(A block of data)
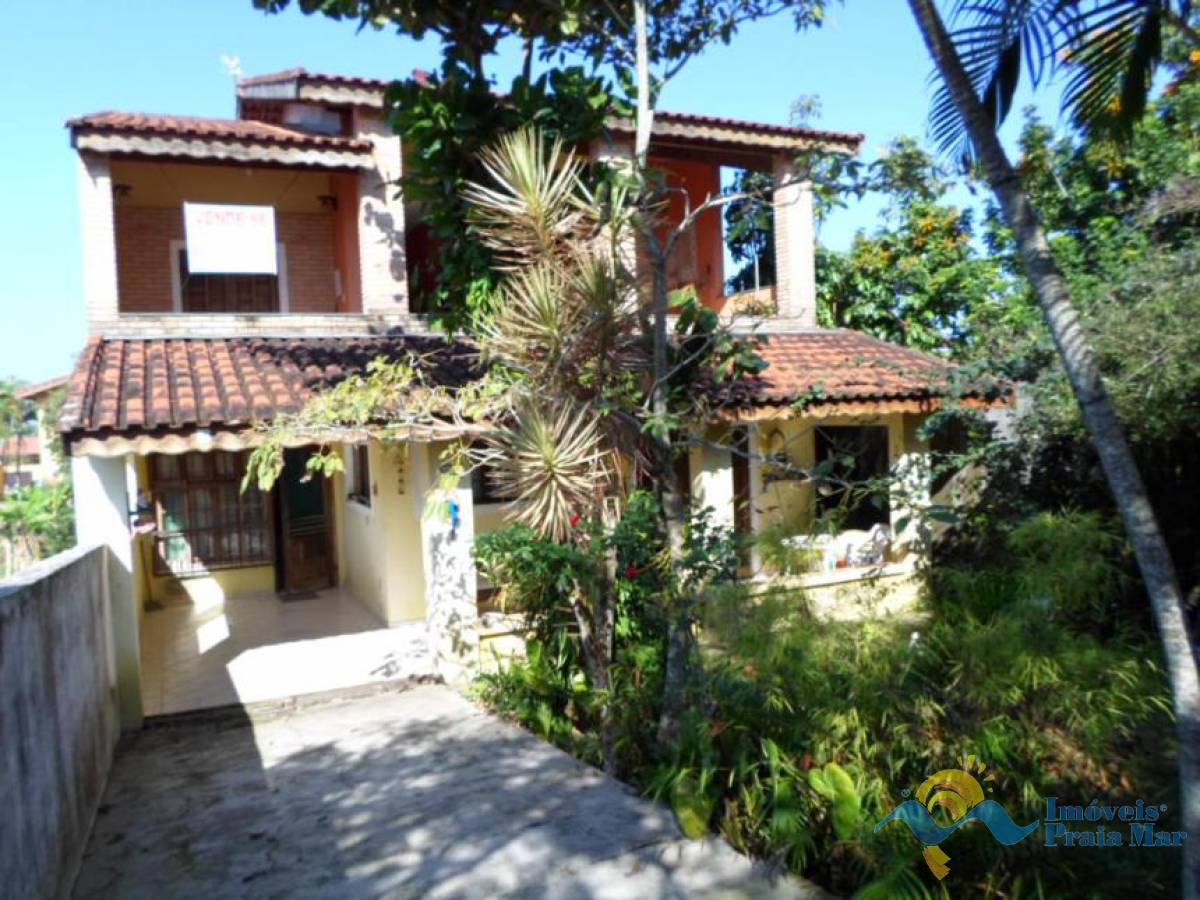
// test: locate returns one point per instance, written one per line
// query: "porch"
(263, 646)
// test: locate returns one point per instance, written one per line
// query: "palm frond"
(532, 319)
(552, 463)
(1113, 63)
(1109, 49)
(999, 40)
(533, 201)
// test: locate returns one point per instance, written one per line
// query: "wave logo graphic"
(961, 796)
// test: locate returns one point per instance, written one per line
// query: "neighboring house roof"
(233, 139)
(37, 391)
(834, 372)
(127, 389)
(23, 445)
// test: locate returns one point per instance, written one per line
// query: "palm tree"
(1114, 47)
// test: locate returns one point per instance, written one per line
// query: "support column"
(383, 276)
(99, 240)
(102, 517)
(448, 537)
(796, 294)
(714, 484)
(754, 447)
(619, 156)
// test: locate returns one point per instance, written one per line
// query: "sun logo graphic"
(960, 795)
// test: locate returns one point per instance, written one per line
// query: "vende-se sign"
(228, 239)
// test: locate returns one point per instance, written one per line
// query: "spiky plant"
(565, 321)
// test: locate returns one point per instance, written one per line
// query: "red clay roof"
(23, 445)
(121, 385)
(148, 385)
(687, 119)
(241, 130)
(300, 73)
(34, 391)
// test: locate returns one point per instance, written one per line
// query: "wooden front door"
(307, 540)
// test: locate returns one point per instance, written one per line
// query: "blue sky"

_THE PROBLEM_
Select and copy each line of the entries above that contains the string "logo". Matching is case-sensitive.

_CORRECT RESPONSE_
// query: "wave logo graphic"
// query: "sun logo graphic"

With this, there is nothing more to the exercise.